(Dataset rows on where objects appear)
----
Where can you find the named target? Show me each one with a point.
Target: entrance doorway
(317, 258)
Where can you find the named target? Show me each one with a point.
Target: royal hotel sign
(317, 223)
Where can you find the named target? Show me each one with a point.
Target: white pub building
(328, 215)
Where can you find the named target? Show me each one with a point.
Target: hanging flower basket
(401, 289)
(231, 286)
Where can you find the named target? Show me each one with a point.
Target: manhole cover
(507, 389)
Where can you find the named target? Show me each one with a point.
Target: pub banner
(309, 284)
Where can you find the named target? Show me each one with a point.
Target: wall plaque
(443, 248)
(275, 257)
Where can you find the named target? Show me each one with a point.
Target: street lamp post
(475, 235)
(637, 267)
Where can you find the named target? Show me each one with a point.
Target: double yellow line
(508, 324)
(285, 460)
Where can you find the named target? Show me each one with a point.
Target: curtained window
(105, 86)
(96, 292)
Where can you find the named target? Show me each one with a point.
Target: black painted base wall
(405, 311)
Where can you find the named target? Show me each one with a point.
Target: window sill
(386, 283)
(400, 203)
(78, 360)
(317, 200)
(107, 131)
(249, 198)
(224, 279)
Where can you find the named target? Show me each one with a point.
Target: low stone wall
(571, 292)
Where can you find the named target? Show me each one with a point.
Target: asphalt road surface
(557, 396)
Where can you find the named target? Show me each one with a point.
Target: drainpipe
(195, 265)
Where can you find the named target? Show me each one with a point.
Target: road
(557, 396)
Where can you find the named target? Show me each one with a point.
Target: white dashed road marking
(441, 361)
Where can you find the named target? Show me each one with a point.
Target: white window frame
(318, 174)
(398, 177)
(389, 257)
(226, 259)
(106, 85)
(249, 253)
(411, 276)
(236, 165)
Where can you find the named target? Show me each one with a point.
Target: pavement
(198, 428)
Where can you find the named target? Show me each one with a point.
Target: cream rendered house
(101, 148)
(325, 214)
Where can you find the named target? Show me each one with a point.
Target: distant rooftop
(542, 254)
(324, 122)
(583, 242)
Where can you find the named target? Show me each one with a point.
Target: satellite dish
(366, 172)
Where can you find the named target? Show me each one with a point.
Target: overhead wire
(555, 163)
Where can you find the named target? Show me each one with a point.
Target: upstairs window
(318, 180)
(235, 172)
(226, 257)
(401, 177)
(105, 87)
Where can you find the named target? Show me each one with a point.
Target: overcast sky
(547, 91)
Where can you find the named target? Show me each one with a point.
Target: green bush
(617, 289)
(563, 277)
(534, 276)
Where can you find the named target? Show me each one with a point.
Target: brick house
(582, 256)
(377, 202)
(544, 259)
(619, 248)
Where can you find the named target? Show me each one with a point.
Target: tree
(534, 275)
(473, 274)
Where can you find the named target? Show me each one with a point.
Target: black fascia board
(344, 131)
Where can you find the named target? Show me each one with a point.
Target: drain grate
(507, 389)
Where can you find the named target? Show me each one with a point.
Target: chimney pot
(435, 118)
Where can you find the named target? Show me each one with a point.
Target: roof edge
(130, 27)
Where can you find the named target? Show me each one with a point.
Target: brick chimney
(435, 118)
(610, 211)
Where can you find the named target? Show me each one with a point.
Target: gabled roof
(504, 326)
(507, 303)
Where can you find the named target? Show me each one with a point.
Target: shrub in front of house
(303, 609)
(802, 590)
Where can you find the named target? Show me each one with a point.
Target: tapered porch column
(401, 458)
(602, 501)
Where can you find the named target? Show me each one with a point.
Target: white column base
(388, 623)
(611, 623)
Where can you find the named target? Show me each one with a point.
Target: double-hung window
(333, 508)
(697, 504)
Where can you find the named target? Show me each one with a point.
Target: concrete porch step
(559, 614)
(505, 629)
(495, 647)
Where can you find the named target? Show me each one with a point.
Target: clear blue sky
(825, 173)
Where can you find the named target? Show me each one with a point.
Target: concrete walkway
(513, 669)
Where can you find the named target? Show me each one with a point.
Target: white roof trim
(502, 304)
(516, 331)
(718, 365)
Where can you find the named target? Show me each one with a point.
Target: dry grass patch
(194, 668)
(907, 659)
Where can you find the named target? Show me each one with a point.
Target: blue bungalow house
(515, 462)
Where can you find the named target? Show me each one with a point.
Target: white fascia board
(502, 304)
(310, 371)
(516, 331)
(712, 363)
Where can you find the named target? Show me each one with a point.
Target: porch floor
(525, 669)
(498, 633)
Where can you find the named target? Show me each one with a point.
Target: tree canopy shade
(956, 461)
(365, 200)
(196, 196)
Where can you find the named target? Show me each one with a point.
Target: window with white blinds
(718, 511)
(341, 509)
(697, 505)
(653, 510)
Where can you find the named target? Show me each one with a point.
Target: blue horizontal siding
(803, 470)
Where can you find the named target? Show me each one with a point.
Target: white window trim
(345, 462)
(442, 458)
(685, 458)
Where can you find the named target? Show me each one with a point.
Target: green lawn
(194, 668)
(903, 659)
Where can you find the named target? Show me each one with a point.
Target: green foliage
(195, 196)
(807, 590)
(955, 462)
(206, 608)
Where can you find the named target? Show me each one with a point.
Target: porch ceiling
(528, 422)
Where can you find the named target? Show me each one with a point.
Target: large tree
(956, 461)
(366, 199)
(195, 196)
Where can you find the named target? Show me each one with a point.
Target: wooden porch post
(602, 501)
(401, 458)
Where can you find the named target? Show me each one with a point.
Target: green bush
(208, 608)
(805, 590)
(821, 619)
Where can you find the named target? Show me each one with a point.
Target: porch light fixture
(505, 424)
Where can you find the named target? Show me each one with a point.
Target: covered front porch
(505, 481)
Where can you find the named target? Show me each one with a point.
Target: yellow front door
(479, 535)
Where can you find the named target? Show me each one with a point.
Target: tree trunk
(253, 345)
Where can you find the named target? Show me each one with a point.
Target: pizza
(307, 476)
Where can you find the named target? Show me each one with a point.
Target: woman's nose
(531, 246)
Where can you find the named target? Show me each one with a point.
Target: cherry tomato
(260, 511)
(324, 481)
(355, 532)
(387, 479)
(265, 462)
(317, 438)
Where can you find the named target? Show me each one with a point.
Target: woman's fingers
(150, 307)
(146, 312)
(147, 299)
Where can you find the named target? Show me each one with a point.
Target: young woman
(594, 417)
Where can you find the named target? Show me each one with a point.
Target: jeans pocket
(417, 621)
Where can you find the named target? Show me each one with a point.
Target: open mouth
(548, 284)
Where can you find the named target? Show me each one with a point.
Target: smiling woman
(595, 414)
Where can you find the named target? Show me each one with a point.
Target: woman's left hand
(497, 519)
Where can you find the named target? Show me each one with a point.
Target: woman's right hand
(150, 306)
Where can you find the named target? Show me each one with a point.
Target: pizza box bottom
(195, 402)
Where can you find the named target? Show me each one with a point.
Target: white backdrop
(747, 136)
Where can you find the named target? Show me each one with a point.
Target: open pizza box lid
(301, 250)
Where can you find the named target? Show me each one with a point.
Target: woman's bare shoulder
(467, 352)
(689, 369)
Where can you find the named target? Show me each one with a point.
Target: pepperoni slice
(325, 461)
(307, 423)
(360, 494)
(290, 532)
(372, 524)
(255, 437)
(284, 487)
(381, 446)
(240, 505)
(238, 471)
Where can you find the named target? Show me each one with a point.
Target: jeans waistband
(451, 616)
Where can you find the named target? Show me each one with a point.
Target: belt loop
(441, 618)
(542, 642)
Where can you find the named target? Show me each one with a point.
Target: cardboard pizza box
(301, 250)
----
> _WORK TO BE COMPLETED_
How many lines in the records above contain the string "double"? Count case-sensitively and reply with the number only.

> _FINISHED TASK_
2